● WORK INSTRUCTION
Reproduce verbatim only the lines from the one containing "Category: stilt walker in black suit" through the last line below, both included.
** Opening TASK DATA block **
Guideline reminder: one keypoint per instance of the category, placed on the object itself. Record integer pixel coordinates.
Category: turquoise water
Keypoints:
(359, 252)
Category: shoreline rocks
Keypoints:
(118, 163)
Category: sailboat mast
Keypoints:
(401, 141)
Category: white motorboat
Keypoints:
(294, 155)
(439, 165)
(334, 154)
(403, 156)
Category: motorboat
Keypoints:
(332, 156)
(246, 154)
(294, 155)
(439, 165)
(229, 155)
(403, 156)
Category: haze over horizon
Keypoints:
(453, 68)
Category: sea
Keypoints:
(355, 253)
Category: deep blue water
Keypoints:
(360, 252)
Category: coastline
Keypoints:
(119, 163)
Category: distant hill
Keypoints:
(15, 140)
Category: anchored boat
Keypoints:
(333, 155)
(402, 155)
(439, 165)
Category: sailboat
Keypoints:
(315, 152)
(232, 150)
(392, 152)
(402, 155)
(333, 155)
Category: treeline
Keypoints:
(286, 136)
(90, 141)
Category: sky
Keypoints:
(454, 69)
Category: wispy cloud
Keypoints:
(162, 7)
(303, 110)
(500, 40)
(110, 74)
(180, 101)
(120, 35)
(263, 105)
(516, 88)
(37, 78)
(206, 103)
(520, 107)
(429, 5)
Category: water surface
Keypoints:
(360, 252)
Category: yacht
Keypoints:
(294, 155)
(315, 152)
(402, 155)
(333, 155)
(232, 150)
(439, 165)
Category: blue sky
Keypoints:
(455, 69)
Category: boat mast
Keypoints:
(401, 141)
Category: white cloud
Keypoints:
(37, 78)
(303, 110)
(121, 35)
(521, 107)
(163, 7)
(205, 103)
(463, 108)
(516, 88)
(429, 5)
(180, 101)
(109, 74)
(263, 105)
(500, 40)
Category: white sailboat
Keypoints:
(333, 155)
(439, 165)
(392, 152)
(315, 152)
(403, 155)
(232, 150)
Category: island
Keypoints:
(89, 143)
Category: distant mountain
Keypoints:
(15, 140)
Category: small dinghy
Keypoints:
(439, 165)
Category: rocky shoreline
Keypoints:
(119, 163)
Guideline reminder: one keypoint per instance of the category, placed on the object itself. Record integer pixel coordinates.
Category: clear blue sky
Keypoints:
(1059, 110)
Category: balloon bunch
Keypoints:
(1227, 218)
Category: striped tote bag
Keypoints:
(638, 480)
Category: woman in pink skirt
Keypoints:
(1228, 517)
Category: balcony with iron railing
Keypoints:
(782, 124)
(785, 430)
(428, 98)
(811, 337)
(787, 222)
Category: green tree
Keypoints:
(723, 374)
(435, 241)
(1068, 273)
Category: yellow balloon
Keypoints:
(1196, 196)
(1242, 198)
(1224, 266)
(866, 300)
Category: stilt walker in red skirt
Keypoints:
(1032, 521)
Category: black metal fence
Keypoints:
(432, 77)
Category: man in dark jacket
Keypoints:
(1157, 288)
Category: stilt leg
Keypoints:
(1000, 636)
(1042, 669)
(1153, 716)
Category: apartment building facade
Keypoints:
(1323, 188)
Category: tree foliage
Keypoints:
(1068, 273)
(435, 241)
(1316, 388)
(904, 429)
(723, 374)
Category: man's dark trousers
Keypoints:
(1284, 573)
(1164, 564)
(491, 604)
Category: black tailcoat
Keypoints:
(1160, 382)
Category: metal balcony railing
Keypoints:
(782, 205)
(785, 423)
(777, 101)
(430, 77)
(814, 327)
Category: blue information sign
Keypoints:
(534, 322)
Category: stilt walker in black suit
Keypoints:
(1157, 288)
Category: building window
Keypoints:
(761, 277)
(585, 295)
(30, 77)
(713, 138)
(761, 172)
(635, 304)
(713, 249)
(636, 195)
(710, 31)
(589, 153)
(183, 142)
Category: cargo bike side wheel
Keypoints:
** Closing TASK DATA block **
● SOLUTION TO THIS PROBLEM
Category: stilt walker in black suit
Keypoints:
(1157, 288)
Category: building window
Keypoints:
(761, 277)
(585, 295)
(30, 77)
(713, 138)
(761, 172)
(635, 304)
(713, 249)
(636, 195)
(710, 31)
(589, 153)
(183, 142)
Category: cargo bike side wheel
Keypoints:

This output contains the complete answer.